TEXT PROVIDED Start Marker
Now at this point Jonah’s looking around at all the happy slimeballs like Wait a second. I just told these people off and now I have to eat those words?  They are terrible and evil and you’re just going to wipe them all clean like it was nothing? I like it that God asks him whether he has the right to be angry about this and Jonah’s like “heck yes I do.”  Then he goes off somewhere in the city square, sits down, and sulks.

So as Jonah’s sitting there throwing a tantrum, the Lord creates a vine around him to shield him from the sun, which makes Jonah happy, but then a worm comes along and eats it, and Jonah’s generally pissy about the whole thing.  Then God basically says “you’re concerned about this vine, which sprang up quickly and died quickly, but you don’t care about the entire nation of Nineveh?”  Then Jonah doesn’t get a chance to answer because the book ends.

See? So much more than a whale.

I see myself more in Jonah than most characters in the Bible.  I am stubborn, and I don’t always want to follow God’s commands.  Like Jonah, I see myself as special – not sinful and hateful and terrible like those people over there. And if God called me to minister to those people over there, I’d be busy doing my hair and making pot roast and going on vacation and singing in church. What’s it going to take for me to listen to God’s plan for my life?  How far will God go to reach me? When will those people over there be rated as equal to me? I turn to those people over there and my heart is filled with hate.  I would never do what they do.  I would never turn from God so far.

I am not them.

And so life throws me overboard.  And I fall so very far, and so deep. But from the depths of the grave.  From the heart of the sea.  From the hurling arm of God into the deep waters, “where the currents swirled about me, all your waves and breakers swept over me. . . The engulfing waters threatened me, the deep surrounded me, seaweed was wrapped around my head.  To the roots of the mountains I sank down, the earth beneath barred me in, but you brought my life up from the pit.” Jonah 2.
TEXT PROVIDED End Marker
### EXERCISE 1:
Do these statements agree with the Jonah reflection above? (a) A worm eats the vine that shaded Jonah. (b) Jonah replies to God's closing question about Nineveh. (c) The writer feels closer to Jonah than to most characters in the Bible. For each, give yes or no and quote the words from the reflection that settle it.
### EXERCISE 2:
In the Jonah reflection above, where does Jonah go to sit down and sulk?
### EXERCISE 3:
Write the next part of the reflection on Jonah above, beginning after its final line.
INFORMATION SHOWN Start Marker
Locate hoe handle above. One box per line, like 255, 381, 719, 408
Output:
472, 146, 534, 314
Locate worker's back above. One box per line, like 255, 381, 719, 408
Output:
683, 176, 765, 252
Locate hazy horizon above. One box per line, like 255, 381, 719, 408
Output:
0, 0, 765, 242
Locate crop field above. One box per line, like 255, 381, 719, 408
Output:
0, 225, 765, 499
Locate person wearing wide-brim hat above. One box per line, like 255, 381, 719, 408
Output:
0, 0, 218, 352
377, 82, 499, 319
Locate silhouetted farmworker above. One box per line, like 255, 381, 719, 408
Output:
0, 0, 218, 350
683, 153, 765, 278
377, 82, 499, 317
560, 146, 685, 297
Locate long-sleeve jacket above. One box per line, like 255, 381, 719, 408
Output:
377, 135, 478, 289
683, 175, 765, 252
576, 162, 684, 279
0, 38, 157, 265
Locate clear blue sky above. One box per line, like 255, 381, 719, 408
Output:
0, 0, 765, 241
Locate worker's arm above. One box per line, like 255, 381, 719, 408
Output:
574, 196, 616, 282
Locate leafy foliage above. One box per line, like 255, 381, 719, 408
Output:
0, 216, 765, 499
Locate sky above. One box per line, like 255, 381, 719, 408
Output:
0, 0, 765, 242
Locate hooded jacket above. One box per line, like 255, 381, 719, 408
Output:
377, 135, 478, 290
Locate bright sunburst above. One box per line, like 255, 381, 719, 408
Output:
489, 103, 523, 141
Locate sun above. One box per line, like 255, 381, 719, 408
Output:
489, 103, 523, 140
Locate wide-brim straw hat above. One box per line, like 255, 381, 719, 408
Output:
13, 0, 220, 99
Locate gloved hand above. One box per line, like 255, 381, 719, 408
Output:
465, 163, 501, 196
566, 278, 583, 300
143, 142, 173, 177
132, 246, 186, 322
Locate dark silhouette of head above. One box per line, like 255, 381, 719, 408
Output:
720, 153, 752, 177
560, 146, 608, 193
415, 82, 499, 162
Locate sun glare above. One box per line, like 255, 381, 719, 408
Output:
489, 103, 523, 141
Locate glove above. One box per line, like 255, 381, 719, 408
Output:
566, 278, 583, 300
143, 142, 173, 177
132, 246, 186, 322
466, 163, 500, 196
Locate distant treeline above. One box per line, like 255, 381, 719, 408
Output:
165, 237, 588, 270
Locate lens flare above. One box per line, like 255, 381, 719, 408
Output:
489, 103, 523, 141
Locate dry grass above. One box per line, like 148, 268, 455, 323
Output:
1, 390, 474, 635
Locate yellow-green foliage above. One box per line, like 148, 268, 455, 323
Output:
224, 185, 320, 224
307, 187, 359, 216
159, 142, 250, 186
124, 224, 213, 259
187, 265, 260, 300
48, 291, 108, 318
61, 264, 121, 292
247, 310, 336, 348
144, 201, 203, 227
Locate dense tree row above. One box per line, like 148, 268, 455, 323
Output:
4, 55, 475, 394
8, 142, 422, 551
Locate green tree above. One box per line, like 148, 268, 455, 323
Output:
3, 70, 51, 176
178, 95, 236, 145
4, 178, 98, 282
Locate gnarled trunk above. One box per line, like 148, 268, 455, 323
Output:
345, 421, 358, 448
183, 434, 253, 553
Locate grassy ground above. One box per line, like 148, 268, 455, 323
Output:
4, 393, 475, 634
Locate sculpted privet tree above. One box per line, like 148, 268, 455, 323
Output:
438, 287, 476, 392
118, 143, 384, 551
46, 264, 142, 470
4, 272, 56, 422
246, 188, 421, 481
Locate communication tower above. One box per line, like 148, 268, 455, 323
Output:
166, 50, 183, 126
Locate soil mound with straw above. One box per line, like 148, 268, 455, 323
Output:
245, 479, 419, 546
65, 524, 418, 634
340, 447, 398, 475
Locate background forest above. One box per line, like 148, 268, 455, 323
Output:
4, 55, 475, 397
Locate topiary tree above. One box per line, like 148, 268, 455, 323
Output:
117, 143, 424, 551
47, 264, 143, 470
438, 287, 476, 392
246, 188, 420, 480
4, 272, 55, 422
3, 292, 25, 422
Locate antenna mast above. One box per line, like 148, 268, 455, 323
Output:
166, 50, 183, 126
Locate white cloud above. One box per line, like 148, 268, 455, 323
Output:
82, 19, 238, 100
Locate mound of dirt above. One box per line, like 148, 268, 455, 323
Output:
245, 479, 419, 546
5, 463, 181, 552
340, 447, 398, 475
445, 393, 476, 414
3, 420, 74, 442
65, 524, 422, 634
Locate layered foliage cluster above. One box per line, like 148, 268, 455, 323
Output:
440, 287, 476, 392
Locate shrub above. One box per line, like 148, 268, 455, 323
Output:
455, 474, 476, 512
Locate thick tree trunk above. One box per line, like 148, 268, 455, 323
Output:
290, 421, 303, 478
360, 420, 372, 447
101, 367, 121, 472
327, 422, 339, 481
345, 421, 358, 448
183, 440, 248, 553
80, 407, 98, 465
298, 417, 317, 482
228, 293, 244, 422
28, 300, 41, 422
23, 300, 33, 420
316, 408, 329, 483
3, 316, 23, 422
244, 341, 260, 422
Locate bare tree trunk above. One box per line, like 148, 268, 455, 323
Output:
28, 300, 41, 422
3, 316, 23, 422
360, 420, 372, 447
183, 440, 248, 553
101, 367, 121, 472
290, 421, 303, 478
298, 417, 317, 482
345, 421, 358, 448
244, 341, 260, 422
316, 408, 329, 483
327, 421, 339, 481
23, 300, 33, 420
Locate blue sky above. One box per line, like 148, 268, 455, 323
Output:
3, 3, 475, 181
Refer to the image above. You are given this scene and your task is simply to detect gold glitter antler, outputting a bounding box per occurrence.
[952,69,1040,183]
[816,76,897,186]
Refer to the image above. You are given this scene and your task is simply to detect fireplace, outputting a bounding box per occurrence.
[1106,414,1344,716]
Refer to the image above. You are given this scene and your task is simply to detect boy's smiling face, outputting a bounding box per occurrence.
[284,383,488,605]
INFORMATION SHOWN End Marker
### ANSWER SPACE 1:
(a) Yes: "then a worm comes along and eats it"
(b) No: "Then Jonah doesn’t get a chance to answer because the book ends."
(c) Yes: "I see myself more in Jonah than most characters in the Bible."

### ANSWER SPACE 2:
Somewhere in the city square.

### ANSWER SPACE 3:
And I’m alive.  Somehow in this swirling mass of death I’m caught in a strange pocket of life.  Long enough to breathe.  Long enough to raise my arms in praise.  Long enough to sense a form of leveling, and realize that I am not special.  Those people over there are just as desperate for God as I am, and they are just as worthy of salvation.

Oh, Jonah.  Israel is not the only nation worth loving.  And we, as the body of Christ, are not the only people worth the resurrection.  Everyone, even those deeply rooted in sin and taken over by evil –those who are lost and broken and tired – they are worth reaching.  They are worth redeeming.  Husbands who cheat on their wives.  Executives who skim the margins.  Men who rape and women who hurt and those groups that snarl hate and venom in the name of God.  Republicans and Abortion Clinics and Liberal Media and George Bush and the whole net of us humankind – God’s healing mercy is for us all.

Sometimes it takes sinking in a deep black hole, when life seems to be ebbing way, to set our sights in the right direction. God has to literally build a vine and dry it up, cause the seas to rise and fall – forcing us to put our pride aside and realize that all people get a hall pass at grace.

But Lord, they don’t deserve it, I scream. I sit in disbelief that my life has been filled with worship and their life was filled with decay and at the end we all end up in the same place.  And instead of being gracious about it I turn up my nose and scowl.  I doubt God’s compassion is equal.  I am angry that they are welcomed into the kingdom.  I feel I’ve somehow earned it. And when God asks if I have that right, I’m honest.  “Yes, Lord.  I’m angry enough to die.”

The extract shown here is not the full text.